─── Document ───
On Fri, Oct 24, 2014 at 05:04:47PM +0300, Dimitris Aragiorgis wrote:
Commit 9b0e86e issues an error during cluster verify if the status
of DRBD is degraded and if the local disk is not UpToDate.
Still in case of a newly created instance or a newly attached disk with
--no-wait-for-sync, if a cluster verify runs it will report errors
for the instance's disks that are syncing.
This patch does the following:
- Adds a new local disk state namely LDS_SYNC.
- Thinks of a drbd device that is syncing as degraded.
- During cluster verify, if the device is degraded, the local disk
status is checked and if it is ok or syncing it prints a warning
instead of an error.
- Updates the order of lds to: ok < syncing < unknown < faulty
Signed-off-by: Dimitris Aragiorgis <[email protected]>
---
lib/cmdlib/cluster.py | 21 ++++++++++++---------
lib/storage/drbd.py | 2 ++
src/Ganeti/Constants.hs | 3 +++
src/Ganeti/Types.hs | 8 +++++---
test/py/cmdlib/cluster_unittest.py | 1 +
5 files changed, 23 insertions(+), 12 deletions(-)
─── Data excerpts ───
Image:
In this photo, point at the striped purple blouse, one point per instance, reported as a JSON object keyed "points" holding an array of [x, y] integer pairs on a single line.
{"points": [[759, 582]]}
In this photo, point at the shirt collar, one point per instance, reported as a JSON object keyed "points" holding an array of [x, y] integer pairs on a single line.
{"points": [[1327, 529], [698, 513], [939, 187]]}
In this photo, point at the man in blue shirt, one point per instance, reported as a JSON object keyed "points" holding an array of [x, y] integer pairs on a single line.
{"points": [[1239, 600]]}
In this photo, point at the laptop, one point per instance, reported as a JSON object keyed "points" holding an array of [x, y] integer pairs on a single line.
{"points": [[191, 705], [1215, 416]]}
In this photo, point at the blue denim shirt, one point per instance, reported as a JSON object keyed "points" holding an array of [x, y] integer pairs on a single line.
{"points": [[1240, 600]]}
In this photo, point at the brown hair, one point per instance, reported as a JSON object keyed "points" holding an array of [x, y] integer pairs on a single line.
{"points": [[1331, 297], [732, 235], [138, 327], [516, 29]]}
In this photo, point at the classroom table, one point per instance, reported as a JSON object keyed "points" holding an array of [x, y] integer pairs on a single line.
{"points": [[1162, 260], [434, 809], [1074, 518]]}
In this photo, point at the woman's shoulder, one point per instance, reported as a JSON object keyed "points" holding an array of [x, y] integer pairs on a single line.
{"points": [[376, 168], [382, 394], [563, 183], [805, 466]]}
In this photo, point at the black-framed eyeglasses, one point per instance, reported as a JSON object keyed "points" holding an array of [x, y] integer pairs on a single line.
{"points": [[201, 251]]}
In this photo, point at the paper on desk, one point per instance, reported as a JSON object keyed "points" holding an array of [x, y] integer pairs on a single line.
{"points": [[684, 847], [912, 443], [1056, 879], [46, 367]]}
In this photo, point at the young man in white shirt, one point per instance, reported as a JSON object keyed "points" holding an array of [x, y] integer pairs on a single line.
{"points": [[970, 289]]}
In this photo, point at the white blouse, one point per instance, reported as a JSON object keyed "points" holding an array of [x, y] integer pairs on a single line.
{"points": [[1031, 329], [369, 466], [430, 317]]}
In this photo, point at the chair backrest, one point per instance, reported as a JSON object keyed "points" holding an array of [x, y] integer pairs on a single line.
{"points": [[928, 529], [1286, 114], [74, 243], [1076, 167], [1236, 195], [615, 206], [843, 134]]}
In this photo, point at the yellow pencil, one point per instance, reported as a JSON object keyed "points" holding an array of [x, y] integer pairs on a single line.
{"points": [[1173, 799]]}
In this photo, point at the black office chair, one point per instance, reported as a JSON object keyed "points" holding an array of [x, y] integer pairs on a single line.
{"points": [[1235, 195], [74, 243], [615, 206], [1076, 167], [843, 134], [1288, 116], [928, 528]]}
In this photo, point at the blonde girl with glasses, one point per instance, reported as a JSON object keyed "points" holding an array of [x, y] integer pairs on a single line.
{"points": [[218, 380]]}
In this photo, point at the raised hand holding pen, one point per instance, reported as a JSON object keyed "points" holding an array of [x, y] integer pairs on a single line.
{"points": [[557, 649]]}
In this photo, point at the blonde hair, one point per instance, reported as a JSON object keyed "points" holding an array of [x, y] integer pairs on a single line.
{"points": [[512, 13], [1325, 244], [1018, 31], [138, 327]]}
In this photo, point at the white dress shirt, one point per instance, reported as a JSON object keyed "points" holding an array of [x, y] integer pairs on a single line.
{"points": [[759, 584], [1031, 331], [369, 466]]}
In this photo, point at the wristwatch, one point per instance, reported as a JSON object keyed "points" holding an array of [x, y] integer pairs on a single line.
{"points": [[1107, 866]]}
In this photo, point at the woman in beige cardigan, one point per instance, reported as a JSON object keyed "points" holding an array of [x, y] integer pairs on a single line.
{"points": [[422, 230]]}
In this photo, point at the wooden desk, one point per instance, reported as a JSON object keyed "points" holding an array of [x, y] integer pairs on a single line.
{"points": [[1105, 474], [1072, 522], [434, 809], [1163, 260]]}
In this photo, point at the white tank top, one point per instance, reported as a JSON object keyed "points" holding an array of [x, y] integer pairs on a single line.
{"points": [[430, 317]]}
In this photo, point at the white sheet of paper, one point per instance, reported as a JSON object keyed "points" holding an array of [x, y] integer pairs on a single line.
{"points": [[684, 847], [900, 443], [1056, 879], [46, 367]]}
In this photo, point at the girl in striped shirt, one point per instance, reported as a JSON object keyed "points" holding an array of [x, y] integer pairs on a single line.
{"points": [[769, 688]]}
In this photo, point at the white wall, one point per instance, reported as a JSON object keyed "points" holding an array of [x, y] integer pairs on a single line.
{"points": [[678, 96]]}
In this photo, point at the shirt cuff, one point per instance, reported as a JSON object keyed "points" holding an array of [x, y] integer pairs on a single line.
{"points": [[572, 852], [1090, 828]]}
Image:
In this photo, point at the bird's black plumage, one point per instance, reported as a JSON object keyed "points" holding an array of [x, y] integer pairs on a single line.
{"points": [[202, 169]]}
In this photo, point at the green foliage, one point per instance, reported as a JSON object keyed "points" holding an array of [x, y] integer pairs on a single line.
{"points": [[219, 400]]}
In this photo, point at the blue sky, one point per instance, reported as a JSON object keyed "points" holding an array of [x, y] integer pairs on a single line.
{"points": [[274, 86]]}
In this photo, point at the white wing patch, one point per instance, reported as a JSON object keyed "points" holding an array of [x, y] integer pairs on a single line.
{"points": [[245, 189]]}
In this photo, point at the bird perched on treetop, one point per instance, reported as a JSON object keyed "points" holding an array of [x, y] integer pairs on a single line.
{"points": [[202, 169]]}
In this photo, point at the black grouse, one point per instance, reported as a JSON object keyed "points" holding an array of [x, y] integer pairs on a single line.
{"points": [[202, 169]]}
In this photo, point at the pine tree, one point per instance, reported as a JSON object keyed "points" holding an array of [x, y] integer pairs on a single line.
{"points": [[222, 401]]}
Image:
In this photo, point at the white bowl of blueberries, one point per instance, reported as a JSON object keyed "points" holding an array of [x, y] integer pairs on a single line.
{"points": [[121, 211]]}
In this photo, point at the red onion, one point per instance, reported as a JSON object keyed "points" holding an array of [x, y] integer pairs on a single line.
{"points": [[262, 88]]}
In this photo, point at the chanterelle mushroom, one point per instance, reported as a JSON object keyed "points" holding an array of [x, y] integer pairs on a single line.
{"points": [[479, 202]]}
───
**Required task 1**. In the DRBD patch email, shorten the paragraph beginning "Still in case of a newly created instance" and keep its main facts.
**Required task 2**. From the DRBD patch email, quote the passage starting with "- During cluster" and going on through "of an error.".
The data has no connection to the DRBD patch email.

**Exercise solution 1**. With --no-wait-for-sync, a cluster verify run on a new instance or a newly attached disk reports errors for the disks that are still syncing.

**Exercise solution 2**.
- During cluster verify, if the device is degraded, the local disk
status is checked and if it is ok or syncing it prints a warning
instead of an error.